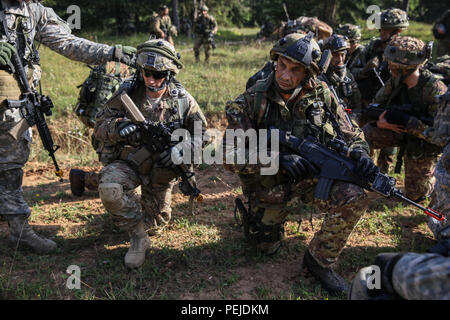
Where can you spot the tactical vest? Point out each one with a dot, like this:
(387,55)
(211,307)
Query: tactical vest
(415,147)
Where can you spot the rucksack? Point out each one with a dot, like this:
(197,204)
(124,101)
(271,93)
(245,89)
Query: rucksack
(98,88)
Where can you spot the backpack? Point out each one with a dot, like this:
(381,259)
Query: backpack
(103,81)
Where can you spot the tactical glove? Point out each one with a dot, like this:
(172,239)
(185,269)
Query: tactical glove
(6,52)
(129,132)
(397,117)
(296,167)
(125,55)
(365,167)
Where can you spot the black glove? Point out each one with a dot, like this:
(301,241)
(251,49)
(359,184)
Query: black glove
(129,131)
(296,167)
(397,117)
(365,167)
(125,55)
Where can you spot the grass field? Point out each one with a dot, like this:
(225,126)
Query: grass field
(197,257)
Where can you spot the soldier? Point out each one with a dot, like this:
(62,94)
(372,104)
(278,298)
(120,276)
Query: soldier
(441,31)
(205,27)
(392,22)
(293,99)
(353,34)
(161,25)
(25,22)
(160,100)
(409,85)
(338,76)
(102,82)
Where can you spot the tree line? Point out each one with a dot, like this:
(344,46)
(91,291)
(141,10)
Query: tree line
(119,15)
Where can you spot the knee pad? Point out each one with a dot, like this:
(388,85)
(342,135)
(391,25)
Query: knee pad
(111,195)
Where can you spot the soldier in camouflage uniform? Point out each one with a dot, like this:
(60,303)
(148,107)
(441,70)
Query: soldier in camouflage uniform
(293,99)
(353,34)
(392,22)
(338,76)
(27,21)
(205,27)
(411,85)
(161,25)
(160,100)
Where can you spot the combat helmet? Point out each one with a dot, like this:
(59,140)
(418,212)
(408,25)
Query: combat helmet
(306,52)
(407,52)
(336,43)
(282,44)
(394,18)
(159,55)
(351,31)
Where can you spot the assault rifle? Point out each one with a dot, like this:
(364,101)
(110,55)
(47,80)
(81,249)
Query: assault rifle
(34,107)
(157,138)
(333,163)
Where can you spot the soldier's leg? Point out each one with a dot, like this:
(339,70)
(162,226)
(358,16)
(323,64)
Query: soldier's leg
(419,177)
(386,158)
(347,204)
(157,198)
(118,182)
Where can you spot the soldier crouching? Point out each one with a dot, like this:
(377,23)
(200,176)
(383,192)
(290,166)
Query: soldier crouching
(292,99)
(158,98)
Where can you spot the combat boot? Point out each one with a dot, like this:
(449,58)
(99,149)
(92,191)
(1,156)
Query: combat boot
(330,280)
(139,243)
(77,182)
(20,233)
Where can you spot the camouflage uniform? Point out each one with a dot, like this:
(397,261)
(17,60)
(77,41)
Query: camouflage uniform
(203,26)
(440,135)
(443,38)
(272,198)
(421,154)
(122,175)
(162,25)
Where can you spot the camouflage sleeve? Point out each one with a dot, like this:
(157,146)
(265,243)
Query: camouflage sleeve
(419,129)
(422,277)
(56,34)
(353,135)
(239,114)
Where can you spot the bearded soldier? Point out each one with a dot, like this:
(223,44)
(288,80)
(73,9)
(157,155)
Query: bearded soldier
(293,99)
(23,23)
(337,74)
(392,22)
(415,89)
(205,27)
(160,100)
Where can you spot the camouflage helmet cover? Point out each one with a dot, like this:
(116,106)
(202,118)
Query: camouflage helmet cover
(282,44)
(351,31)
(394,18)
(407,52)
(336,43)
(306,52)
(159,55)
──────────
(Exercise goal): Rewrite every line of the listing from the one containing "Where can you spot the combat boot?" through the last line, inclusive. Keep the requests and their sample points unchanged, but multiply each coordinate in the answer points by 1.35 and round it to the nearest whole number, with halves rounded up.

(Written response):
Where can you spot the combat boot? Point out each one with a dot, like this:
(449,58)
(99,149)
(92,191)
(1,156)
Query: combat boot
(446,378)
(188,328)
(104,246)
(27,315)
Where can you spot the camouflage uniform? Point out each one with a dot, like this:
(397,261)
(17,60)
(77,41)
Query: camouflage uniform
(274,35)
(594,182)
(598,51)
(367,267)
(568,208)
(165,236)
(219,34)
Where can you spot the camouflage sleeve? Point out each one with a dot, like this:
(157,146)
(265,243)
Query: camouflage sleeve
(566,174)
(570,374)
(76,46)
(477,182)
(323,154)
Where can you spot the bearded soldier? Point out each one with a dot, like this:
(223,44)
(288,80)
(73,9)
(157,155)
Query: bearded soldier
(396,134)
(31,31)
(455,100)
(529,30)
(560,120)
(277,36)
(216,135)
Where can you spot the camouflage helmet cover? Point out each one with a dot, like this:
(116,106)
(202,118)
Query: camouflage helmet cover
(381,59)
(474,42)
(532,24)
(549,70)
(454,58)
(413,70)
(215,74)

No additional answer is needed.